* [Required work]: Pick out each line in the data below that contains the word "drawer" and copy those lines.
╭─ Data extract
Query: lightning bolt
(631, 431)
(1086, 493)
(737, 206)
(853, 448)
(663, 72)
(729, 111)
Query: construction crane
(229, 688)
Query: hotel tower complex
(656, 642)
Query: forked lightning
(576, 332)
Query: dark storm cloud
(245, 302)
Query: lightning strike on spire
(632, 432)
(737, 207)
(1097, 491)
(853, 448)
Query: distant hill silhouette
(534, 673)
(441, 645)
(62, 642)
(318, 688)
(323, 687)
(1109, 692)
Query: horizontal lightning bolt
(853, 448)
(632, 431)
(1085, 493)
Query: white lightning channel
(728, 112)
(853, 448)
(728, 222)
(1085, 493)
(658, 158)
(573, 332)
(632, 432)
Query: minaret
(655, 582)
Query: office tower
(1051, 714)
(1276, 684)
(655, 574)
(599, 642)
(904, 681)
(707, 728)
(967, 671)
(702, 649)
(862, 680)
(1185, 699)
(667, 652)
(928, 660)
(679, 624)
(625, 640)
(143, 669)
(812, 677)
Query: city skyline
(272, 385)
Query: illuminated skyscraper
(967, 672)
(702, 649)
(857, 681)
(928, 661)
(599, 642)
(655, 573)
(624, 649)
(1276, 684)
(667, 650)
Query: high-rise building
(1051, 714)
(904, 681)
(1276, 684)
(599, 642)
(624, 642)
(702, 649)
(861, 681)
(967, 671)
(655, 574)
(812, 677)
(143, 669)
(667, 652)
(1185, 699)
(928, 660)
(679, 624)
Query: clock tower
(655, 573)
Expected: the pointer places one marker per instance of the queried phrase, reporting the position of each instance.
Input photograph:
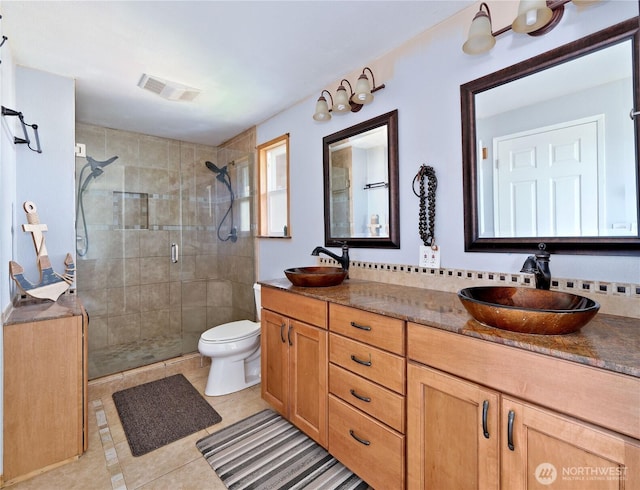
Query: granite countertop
(32, 310)
(608, 342)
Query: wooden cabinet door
(543, 449)
(274, 351)
(308, 380)
(43, 394)
(452, 432)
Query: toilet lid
(229, 332)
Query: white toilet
(234, 349)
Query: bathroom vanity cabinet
(465, 431)
(419, 396)
(45, 386)
(366, 394)
(294, 360)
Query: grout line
(110, 453)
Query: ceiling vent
(166, 89)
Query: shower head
(215, 169)
(96, 170)
(96, 166)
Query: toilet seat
(231, 332)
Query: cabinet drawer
(374, 400)
(378, 458)
(374, 364)
(309, 310)
(380, 331)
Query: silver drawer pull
(360, 397)
(361, 441)
(361, 327)
(360, 361)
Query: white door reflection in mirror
(547, 181)
(360, 185)
(595, 196)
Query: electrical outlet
(430, 257)
(81, 150)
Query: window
(273, 185)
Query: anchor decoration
(51, 284)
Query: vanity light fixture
(351, 101)
(535, 17)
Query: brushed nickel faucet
(538, 265)
(342, 260)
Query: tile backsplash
(615, 298)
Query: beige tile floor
(108, 463)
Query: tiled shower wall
(143, 307)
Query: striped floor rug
(266, 452)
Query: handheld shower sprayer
(96, 169)
(222, 175)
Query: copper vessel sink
(528, 310)
(316, 277)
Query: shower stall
(164, 246)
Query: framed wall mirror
(551, 149)
(360, 165)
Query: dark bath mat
(160, 412)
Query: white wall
(423, 80)
(7, 200)
(46, 178)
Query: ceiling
(249, 59)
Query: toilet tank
(258, 299)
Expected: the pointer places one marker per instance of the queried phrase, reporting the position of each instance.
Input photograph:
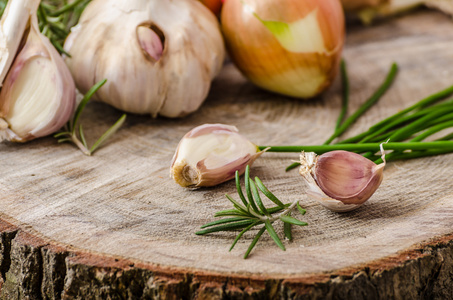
╰─
* [Completed exercise]:
Query: cabinet drawer
Query: silver drawer pull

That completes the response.